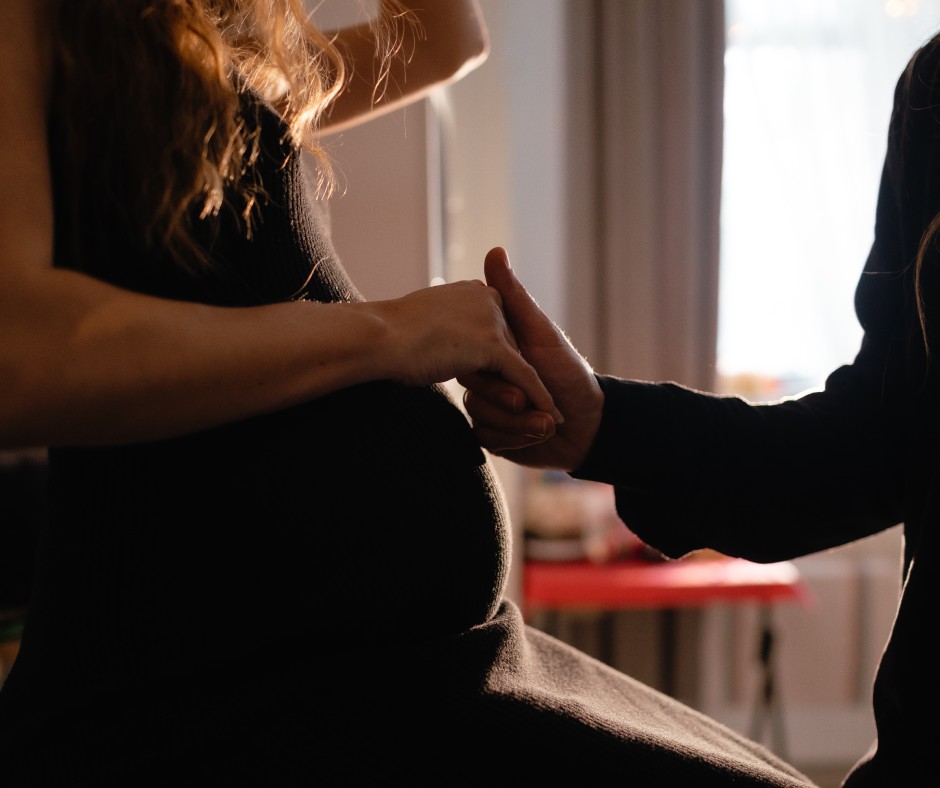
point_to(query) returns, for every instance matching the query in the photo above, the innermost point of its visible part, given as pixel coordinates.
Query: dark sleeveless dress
(309, 597)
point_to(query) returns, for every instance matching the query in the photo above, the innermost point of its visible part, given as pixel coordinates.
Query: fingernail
(512, 401)
(539, 427)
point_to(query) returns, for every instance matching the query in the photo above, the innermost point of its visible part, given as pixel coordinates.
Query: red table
(637, 583)
(550, 587)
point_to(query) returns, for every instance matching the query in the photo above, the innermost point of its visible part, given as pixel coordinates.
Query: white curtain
(645, 174)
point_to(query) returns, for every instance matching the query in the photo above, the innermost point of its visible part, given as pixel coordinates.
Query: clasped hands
(504, 418)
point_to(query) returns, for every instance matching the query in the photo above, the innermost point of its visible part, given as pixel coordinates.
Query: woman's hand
(503, 416)
(459, 329)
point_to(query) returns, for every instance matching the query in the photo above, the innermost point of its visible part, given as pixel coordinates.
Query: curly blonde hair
(147, 104)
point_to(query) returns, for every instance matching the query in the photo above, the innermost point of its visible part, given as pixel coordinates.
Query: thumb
(522, 312)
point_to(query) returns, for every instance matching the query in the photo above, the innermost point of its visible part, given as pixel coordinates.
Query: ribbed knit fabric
(310, 597)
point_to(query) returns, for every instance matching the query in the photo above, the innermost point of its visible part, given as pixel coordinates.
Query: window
(808, 94)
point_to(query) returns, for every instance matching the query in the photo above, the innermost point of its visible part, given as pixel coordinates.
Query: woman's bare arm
(451, 41)
(84, 362)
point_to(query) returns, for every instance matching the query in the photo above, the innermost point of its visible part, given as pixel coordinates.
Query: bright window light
(808, 93)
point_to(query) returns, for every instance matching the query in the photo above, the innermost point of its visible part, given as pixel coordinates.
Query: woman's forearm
(83, 362)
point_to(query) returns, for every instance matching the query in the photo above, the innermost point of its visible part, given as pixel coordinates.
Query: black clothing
(312, 594)
(770, 482)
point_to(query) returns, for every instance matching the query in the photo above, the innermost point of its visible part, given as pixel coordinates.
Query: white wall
(501, 169)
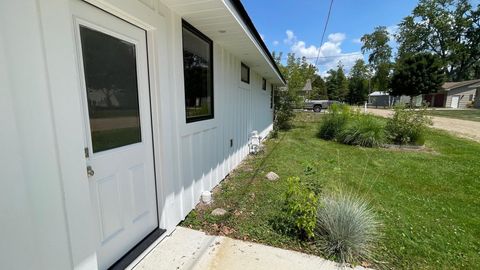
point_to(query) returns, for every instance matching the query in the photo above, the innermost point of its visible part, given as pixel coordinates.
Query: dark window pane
(111, 80)
(271, 96)
(245, 76)
(197, 65)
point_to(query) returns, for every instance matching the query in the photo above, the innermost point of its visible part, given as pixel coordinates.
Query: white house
(116, 115)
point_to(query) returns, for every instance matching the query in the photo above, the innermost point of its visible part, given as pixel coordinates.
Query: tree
(380, 53)
(296, 72)
(448, 29)
(417, 74)
(358, 83)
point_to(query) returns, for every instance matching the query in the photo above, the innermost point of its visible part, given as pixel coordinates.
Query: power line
(330, 56)
(324, 31)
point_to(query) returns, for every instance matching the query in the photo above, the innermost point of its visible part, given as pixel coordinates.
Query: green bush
(300, 209)
(334, 122)
(408, 126)
(284, 104)
(363, 129)
(346, 228)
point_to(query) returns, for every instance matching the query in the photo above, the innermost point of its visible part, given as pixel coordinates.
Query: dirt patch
(461, 128)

┄┄┄┄┄┄

- REQUIREMENT
For this exercise, return the records above in full and exactly, omitting the images.

- SOLVED PROBLEM
point_to(query) returns, for every instance matching the query in the photo above, the innermost point of its visible part, given as pixel coordinates.
Query: dark sleeveless dress
(309, 597)
point_to(query) returns, for every instance matching the query in the photo above, the innermost point of its visible part, given as pixel coordinates.
Query: fingernail
(512, 401)
(539, 427)
point_to(query) returns, for every instance matching the query in the photo above, the innermost point of its visible part, given as pixel coordinates.
Query: red table
(637, 583)
(550, 587)
point_to(query) returns, for every instance matching the query in the photo above, the innermost point of its visible part, given as pixel coordinates.
Query: white curtain
(645, 174)
point_to(query) returns, for every instance matching the query in the photo above, the innermost point of its visible part, given as pixel coordinates.
Query: clasped hands
(504, 418)
point_to(query) returns, for every instance matching the query in the photo above, the innermost point of its visible part, given as pixel coordinates.
Query: woman's hand
(503, 416)
(459, 329)
point_to(query) returns, for every instance matching the query in the photo above, the innermost point of its visible part, given as pixel coordinates.
Query: curly blonde hair
(147, 104)
point_to(query) returns, for every instance matching the query in the photo above, the innermost point of its visible part, given as pixel coordinates.
Query: thumb
(522, 312)
point_to(query) returns, for every instance matching the query in the photo above, the innermost point of its visible part, given as pixel coordinates.
Query: ribbed knit fabric
(310, 597)
point_to(query) returns, for every instance matching the query in the photo above, the innermost point of its visible part, given as pixel coordinates.
Query: window
(808, 94)
point_to(query) returns, for every instance matching the query in the photo above, the innermost point of its visible part, given as pixel coordinates.
Query: woman's bare arm
(451, 41)
(84, 362)
point_to(query) returns, for every instance matching the query in the photo above, the innermost point of its visible part, given as pixel coordinates.
Query: bright window light
(808, 93)
point_to(query) returns, for every instance matching the query in the photo above, the innermost point of its visible part, given as pixel coordinates.
Query: woman's forearm
(83, 362)
point_to(query) returns, for every instance matching the query in the photo above, the innermost point of its visible part, given as pixel coordinates.
Query: black clothing
(312, 594)
(770, 482)
point_to(query) returns, for every instance matching the query in the photo above, the innermost point of its visible part, given as pixel coordinates.
Query: white wall
(501, 169)
point_to(query) returns, for every instance matching the query in the photo above, the innermost point of its visible part, given as pixel coordinates.
Query: dark window pane
(111, 80)
(271, 96)
(245, 76)
(197, 65)
point_to(query) returns, for every instance matching the query in the photo above, the innermost point of its visible part, given as pixel coordinates.
Query: white house
(116, 115)
point_to(query) returns, for every instance matching the query in the photo above, the innermost point of its visible part, given as pixel coordinates.
Query: tree
(380, 53)
(296, 72)
(448, 29)
(417, 74)
(358, 83)
point_to(query) returns, for every instance matching the query in the photo above, the innermost point of its visible part, given as pixel coordinates.
Query: power line
(330, 56)
(324, 31)
point_to(query) returns, for every instance matching the query in the photo above, the innermost point of its visible part, given as pixel coordinates.
Query: green bush
(300, 209)
(334, 122)
(408, 126)
(284, 104)
(363, 129)
(346, 228)
point_to(query) returns, for every instance matching the query in the photo above, the innermost point of its visible part, given as pixel coordinates.
Query: dirt patch
(461, 128)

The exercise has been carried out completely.